## Your instructions
Transcribe exactly the line containing "Target: belt" and the remaining lines of the listing below, through the very last.

## Records for this exercise
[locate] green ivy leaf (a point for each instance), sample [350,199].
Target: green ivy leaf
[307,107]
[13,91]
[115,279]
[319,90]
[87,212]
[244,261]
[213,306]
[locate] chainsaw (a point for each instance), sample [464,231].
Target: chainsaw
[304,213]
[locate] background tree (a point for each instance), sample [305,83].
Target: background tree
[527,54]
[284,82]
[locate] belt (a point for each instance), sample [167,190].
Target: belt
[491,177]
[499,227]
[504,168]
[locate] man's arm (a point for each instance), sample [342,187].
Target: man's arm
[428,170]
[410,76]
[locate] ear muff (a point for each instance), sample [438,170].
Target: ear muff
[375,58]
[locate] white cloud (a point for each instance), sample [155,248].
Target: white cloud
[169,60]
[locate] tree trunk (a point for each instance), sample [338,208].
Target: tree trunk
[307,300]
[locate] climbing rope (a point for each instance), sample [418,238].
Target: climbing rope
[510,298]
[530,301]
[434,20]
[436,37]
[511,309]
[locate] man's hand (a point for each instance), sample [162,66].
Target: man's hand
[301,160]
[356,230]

## Answer below
Target: belt
[491,177]
[499,227]
[504,168]
[locate] man's arm (a point for each instance), sample [342,187].
Target: man's arm
[428,170]
[410,76]
[locate] ear muff (a point for each instance), sample [438,170].
Target: ear muff
[375,58]
[locate] white cloud (a point for each instance), sample [155,248].
Target: white cloud
[169,60]
[locate] tree trunk (a point for each instance), sample [338,208].
Target: tree trunk
[307,300]
[locate] climbing rope (a point for each instance), sample [418,238].
Target: climbing rope
[510,298]
[530,301]
[434,20]
[436,37]
[511,309]
[locate] man's hand (a point for each instance), sample [162,66].
Target: man's hand
[301,160]
[356,230]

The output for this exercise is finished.